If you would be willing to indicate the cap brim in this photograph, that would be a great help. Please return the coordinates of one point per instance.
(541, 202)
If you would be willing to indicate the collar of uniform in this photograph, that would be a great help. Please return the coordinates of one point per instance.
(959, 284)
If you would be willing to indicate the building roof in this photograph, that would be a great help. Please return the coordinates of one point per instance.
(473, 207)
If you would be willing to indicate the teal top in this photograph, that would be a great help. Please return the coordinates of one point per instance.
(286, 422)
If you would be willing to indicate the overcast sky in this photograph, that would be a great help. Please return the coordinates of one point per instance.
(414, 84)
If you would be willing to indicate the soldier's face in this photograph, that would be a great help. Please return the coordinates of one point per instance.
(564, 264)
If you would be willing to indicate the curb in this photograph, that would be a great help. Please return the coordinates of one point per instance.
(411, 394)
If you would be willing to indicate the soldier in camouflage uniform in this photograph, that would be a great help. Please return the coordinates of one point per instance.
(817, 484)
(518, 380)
____________
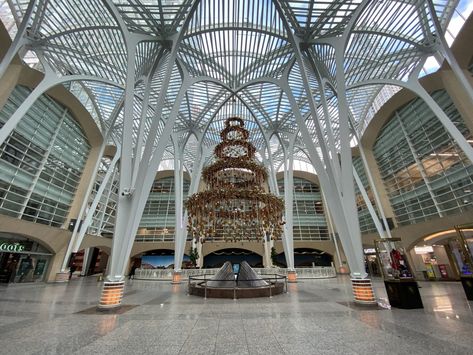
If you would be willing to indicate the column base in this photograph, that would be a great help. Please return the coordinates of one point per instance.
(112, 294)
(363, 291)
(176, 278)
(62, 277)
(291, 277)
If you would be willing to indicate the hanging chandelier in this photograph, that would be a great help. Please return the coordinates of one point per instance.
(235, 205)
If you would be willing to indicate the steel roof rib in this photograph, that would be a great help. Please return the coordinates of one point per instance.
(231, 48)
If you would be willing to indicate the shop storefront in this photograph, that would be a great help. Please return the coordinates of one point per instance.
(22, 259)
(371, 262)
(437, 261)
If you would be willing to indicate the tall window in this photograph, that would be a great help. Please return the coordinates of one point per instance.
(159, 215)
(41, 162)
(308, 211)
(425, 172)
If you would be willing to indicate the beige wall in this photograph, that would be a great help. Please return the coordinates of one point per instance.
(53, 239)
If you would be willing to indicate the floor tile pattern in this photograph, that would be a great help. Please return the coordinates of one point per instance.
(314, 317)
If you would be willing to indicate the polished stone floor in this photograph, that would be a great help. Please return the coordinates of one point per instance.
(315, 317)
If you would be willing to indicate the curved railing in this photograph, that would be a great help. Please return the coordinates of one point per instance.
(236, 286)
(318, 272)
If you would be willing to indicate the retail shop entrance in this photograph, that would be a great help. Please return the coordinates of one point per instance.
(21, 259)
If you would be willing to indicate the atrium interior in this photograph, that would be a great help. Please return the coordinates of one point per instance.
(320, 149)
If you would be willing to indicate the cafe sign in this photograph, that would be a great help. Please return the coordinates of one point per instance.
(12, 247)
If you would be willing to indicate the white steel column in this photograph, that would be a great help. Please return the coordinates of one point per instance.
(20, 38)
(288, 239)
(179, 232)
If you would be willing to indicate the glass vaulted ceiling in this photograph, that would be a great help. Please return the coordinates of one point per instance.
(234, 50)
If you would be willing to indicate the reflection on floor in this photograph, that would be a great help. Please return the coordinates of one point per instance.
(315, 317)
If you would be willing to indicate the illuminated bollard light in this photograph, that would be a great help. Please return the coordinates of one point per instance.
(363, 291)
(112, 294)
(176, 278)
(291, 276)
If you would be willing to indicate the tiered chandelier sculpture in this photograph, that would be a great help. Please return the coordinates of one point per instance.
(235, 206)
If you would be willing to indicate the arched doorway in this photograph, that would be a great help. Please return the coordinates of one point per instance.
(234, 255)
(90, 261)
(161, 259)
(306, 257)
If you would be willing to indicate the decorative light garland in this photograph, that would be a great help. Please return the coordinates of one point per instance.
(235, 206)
____________
■ What to produce ■
Return each line of the material above that contains the string "soldier", treating uppercase and lowercase letters as different.

■ Task response ■
If you would be willing to indicate the soldier's face in this photograph, that would be a great help. Please return the coordinates of one point per instance.
If you would be willing to indicate the soldier in camouflage uniform in this photograph, that would be a great help. Please return the coordinates of one point per instance.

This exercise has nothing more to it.